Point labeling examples
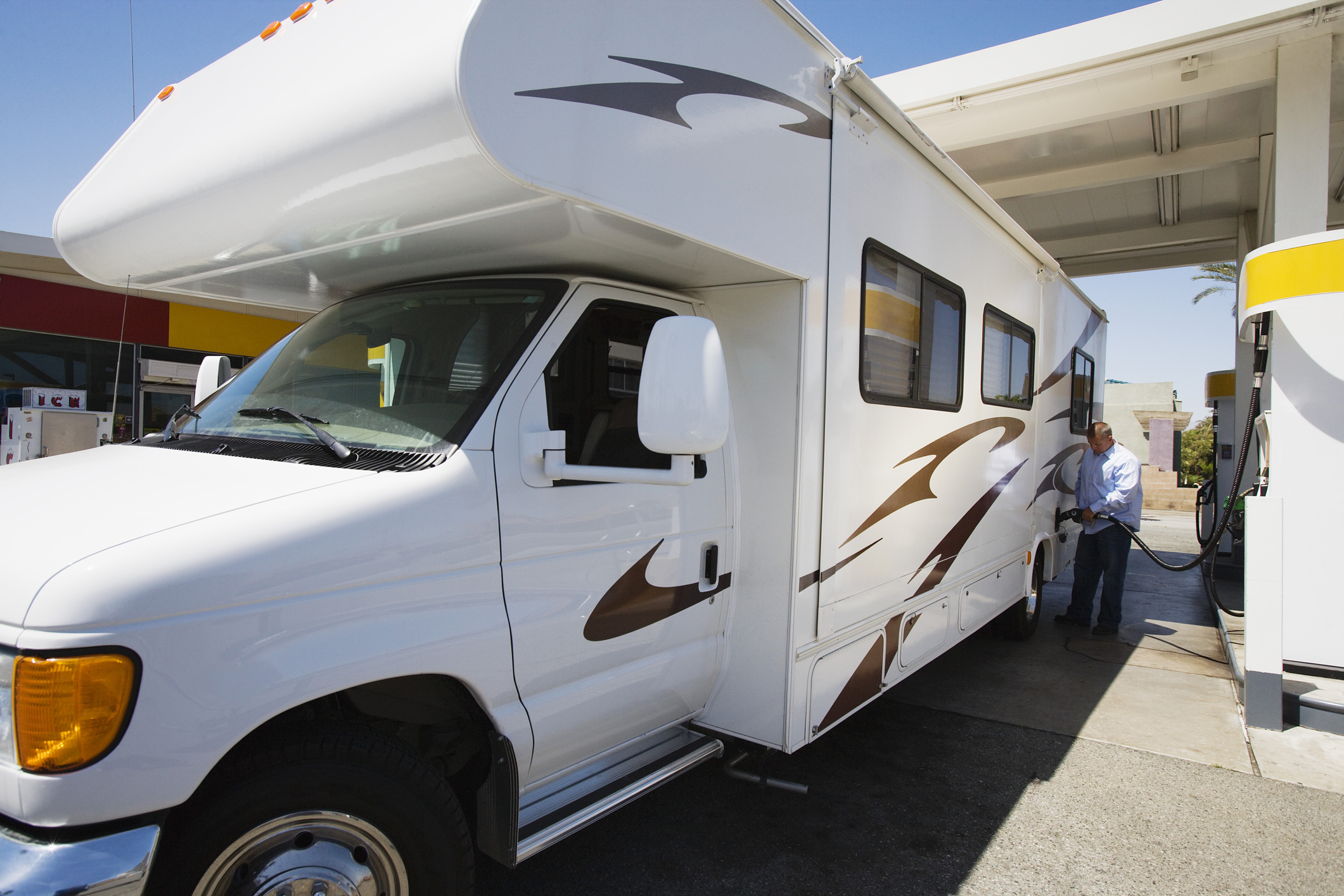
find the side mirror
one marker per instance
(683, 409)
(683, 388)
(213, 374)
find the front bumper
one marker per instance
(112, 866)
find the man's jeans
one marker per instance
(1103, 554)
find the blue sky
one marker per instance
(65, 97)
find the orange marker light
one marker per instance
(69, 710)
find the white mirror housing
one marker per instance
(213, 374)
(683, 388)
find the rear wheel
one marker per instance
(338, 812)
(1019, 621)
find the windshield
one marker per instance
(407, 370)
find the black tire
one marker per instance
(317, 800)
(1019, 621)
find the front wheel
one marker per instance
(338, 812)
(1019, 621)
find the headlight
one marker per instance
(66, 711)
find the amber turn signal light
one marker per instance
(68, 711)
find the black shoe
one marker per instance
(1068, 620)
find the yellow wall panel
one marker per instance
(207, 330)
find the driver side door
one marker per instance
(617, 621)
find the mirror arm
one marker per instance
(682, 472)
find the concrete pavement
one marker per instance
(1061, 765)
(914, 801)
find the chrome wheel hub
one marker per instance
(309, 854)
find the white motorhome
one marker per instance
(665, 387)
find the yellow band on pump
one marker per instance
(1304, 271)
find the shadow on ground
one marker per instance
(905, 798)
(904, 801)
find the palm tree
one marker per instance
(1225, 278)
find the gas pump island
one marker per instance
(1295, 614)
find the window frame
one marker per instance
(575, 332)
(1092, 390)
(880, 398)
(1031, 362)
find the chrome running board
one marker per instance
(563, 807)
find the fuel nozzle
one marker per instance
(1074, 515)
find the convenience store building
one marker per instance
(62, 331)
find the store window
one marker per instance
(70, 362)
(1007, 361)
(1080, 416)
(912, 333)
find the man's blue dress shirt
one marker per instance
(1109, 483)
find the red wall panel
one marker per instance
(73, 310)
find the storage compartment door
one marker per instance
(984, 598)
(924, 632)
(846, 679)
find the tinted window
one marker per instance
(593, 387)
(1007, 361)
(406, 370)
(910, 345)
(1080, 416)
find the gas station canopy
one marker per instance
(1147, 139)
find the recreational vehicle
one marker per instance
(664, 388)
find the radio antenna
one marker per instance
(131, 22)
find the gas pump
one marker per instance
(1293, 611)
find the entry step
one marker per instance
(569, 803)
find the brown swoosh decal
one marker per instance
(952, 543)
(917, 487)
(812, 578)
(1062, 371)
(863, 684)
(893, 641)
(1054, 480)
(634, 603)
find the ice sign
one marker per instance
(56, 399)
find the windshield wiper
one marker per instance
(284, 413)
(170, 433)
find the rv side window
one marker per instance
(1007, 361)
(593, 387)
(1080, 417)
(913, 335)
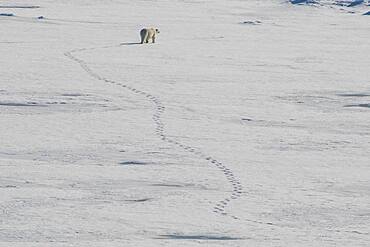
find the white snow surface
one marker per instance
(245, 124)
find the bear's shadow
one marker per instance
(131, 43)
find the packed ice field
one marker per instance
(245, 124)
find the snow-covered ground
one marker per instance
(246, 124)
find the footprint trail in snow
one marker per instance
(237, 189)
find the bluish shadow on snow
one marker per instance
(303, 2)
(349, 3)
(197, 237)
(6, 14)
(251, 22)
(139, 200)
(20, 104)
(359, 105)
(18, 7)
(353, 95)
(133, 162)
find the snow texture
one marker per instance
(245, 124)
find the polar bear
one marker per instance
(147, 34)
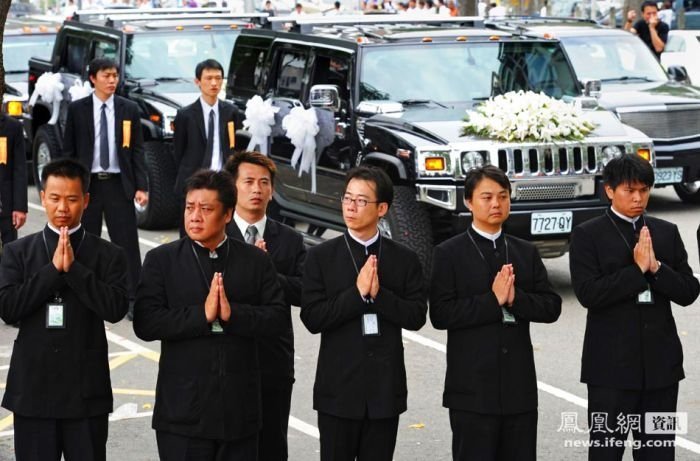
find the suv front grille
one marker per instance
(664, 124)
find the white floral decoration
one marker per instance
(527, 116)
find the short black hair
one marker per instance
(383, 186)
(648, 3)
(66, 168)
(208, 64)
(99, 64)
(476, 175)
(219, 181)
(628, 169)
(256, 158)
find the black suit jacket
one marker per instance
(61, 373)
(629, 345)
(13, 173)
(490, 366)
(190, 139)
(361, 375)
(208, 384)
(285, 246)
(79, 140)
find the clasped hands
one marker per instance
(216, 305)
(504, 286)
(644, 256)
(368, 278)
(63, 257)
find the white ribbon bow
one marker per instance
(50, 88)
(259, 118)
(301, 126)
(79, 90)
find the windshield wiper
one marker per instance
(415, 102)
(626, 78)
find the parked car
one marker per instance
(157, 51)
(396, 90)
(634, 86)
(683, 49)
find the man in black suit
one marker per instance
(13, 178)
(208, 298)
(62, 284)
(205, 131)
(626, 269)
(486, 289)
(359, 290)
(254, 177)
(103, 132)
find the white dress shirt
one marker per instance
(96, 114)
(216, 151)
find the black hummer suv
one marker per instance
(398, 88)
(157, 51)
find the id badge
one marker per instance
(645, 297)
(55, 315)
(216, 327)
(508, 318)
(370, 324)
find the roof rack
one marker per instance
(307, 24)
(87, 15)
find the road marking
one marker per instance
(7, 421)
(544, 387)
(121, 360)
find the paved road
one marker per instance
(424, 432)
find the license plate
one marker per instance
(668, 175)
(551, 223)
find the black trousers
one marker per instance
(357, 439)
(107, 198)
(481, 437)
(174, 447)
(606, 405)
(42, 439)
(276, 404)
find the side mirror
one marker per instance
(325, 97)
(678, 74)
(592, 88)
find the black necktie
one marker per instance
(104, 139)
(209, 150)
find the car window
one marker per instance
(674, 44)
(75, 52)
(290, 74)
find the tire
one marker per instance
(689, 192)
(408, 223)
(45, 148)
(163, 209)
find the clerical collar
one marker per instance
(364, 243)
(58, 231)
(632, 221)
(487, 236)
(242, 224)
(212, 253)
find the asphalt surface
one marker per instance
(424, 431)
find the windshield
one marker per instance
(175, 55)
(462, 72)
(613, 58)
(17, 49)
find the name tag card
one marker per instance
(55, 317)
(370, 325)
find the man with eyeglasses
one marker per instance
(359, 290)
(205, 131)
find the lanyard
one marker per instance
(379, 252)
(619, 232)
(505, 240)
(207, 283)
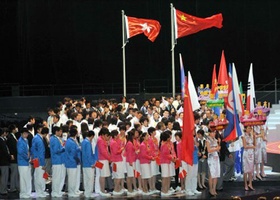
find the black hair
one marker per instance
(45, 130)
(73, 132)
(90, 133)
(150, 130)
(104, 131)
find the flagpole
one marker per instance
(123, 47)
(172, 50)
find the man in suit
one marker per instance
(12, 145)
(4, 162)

Instructions to follow
Please format the lines from the line with "find the name tag card" through the end of the lines as a JSON list of strings, one string per line, skipping blank lines and leaving out the pictures.

Written solution
[
  "find the name tag card",
  "one marker per instance",
  "(55, 317)",
  "(370, 325)",
  "find the man with eyeglasses",
  "one marker per instance",
  "(359, 290)",
  "(205, 131)",
  "find the lanyard",
  "one marker per instance",
  "(379, 252)",
  "(619, 232)",
  "(505, 240)",
  "(207, 283)",
  "find the black hair",
  "one marker per instance",
  "(45, 130)",
  "(73, 132)",
  "(90, 133)",
  "(150, 130)",
  "(104, 131)",
  "find the flagpole",
  "one marker per instance",
  "(123, 47)",
  "(172, 50)",
  "find the man in suit",
  "one marker per instance",
  "(12, 145)",
  "(4, 162)"
]